→ YOUR TASK
Write out the data below line for line, leaving out the images.

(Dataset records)
--- Start ---
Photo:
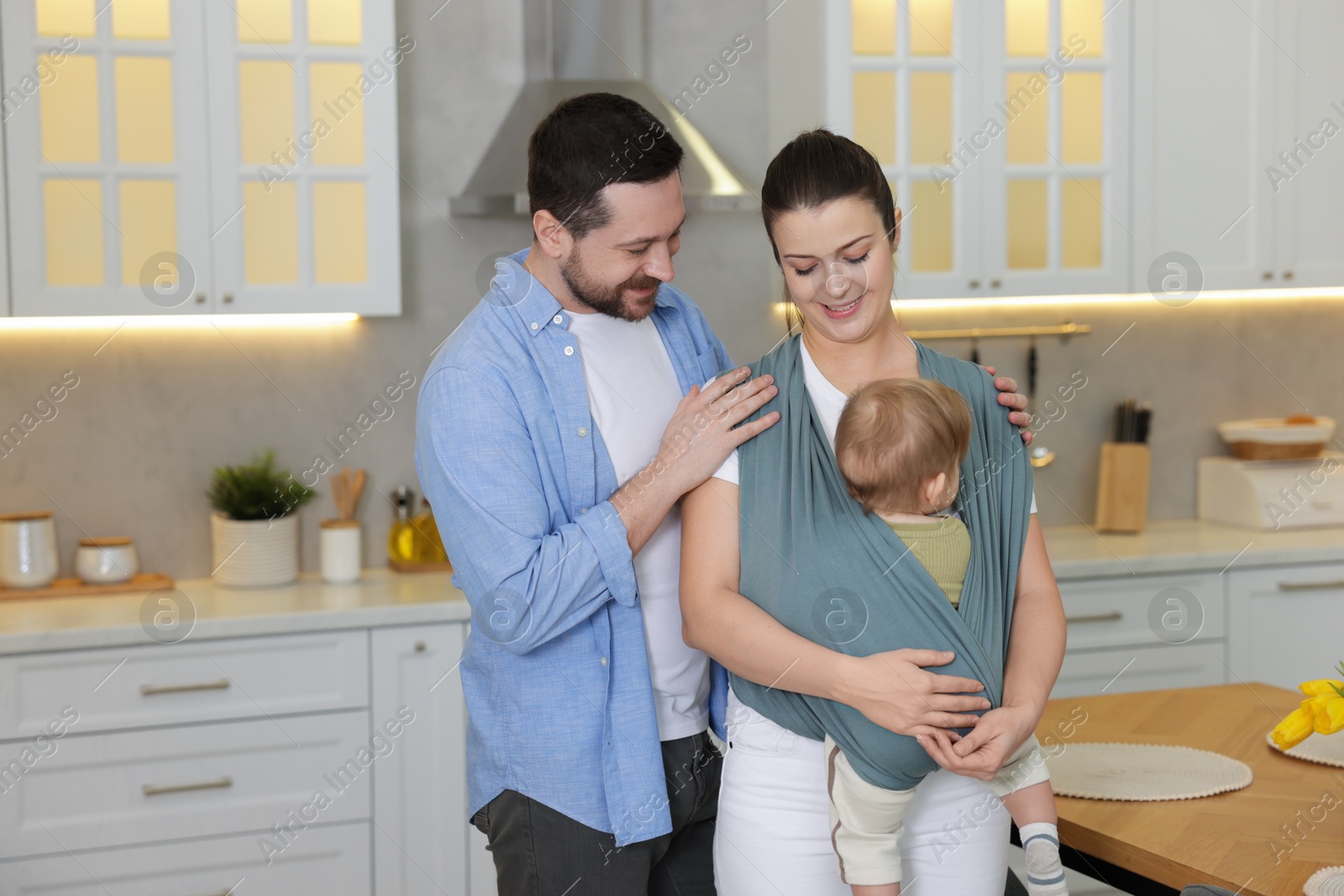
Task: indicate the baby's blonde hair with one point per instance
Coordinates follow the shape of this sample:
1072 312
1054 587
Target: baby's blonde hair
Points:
894 436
--- End ---
→ CORRECT ANSWER
Photo:
Task: indicate the baby's blonde hair with one point per instance
Coordinates follow the shape of this sample:
1072 312
1054 587
Target: baby's blonde hair
Points:
894 436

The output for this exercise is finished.